**What you are asked to do**
Repeat, word for word, the stretch of the passage on Cowper's schooling advice from "5. For the first" through "years of age.".

**Excerpted passage**
——

2. Latin and Greek (i.e. foreign languages) must not be forced on John too soon. Schoolboys of 5-7 can often read and compose Greek lines on Aesop but not write simple English letters.
3. Do not be too hard on the child. Give him time and show him patience with his lessons.
4. Make sure he has plenty of time for play.
5. For the first two years John should be taught reading and writing, mathematics and geography. This should not be passively introduced but via inter-active lessons, learning games, puzzles, map-reading and other visual aids.
6. Latin and Greek may be started on at eight or nine years of age, thus beginning a seven years’ course. Natural sciences should be added including theology, philosophy, physics and astronomy
7. William’s aim should be to prepare John for university entrance at between fifteen and seventeen years of age.

Cowper’s demands for a systematic teaching of English before foreign languages, lenient discipline, learning by playing, the use of visual aids and instruction according to abilities were new. Teaching arithmetic, science and geography was still a rarity at the time.

Cowper organised his reforming ideas into verse around 1781. The result was Tirocinium which Cowper sent to the printer’s along with The Task and John Gilpin. Tirocinium was the word used by the Romans to describe a soldier’s initial training and had come to be used for the training of boys at school.

——

**Entries provided**
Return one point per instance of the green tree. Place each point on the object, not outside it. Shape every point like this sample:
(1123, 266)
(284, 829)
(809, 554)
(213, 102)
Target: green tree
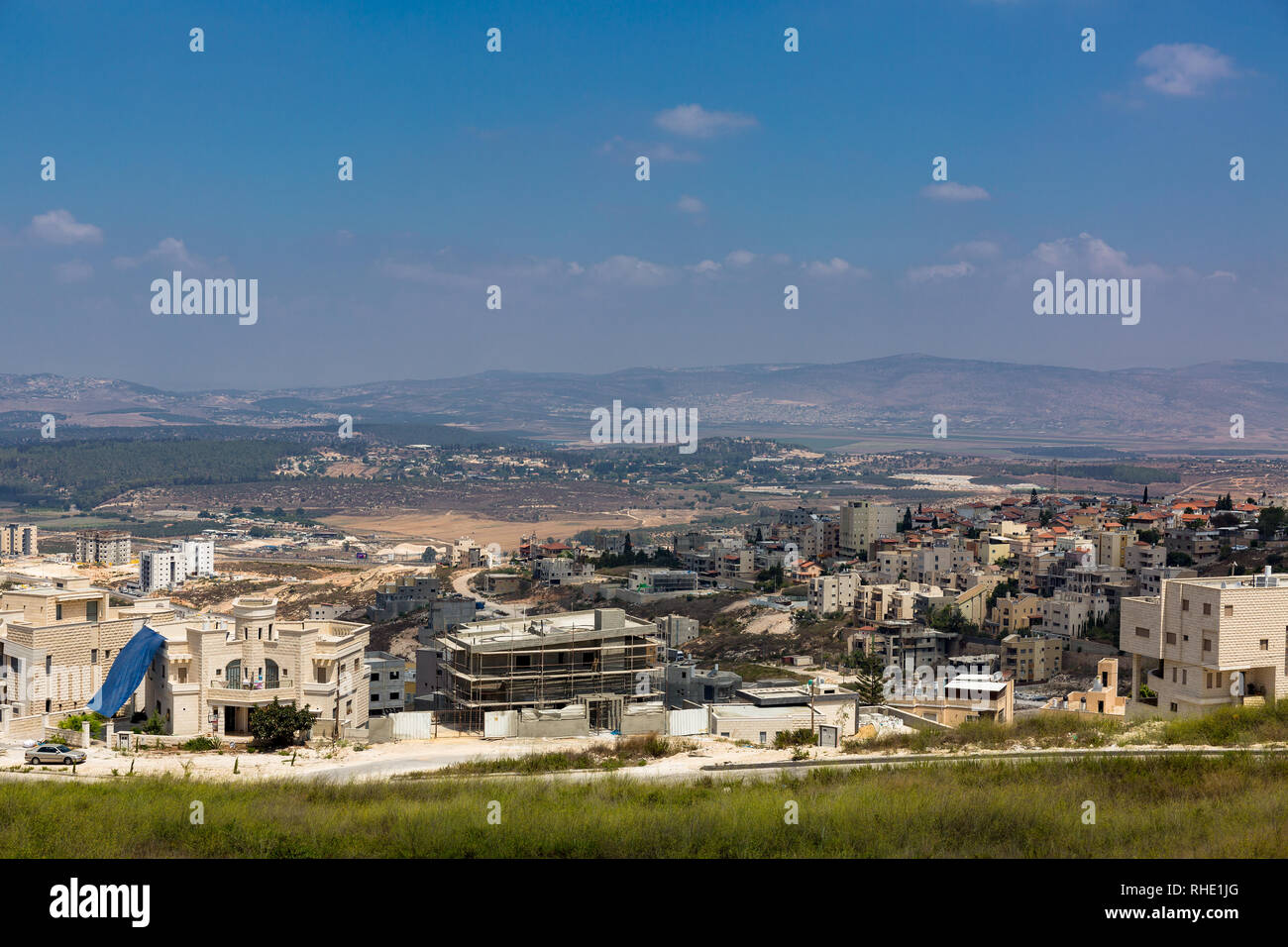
(1270, 521)
(277, 724)
(871, 684)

——

**Task output**
5. For the first two years John should be taught reading and writing, mathematics and geography. This should not be passively introduced but via inter-active lessons, learning games, puzzles, map-reading and other visual aids.
6. Latin and Greek may be started on at eight or nine years of age, thus beginning a seven years’ course. Natural sciences should be added including theology, philosophy, physics and astronomy
7. William’s aim should be to prepare John for university entrance at between fifteen and seventeen years of age.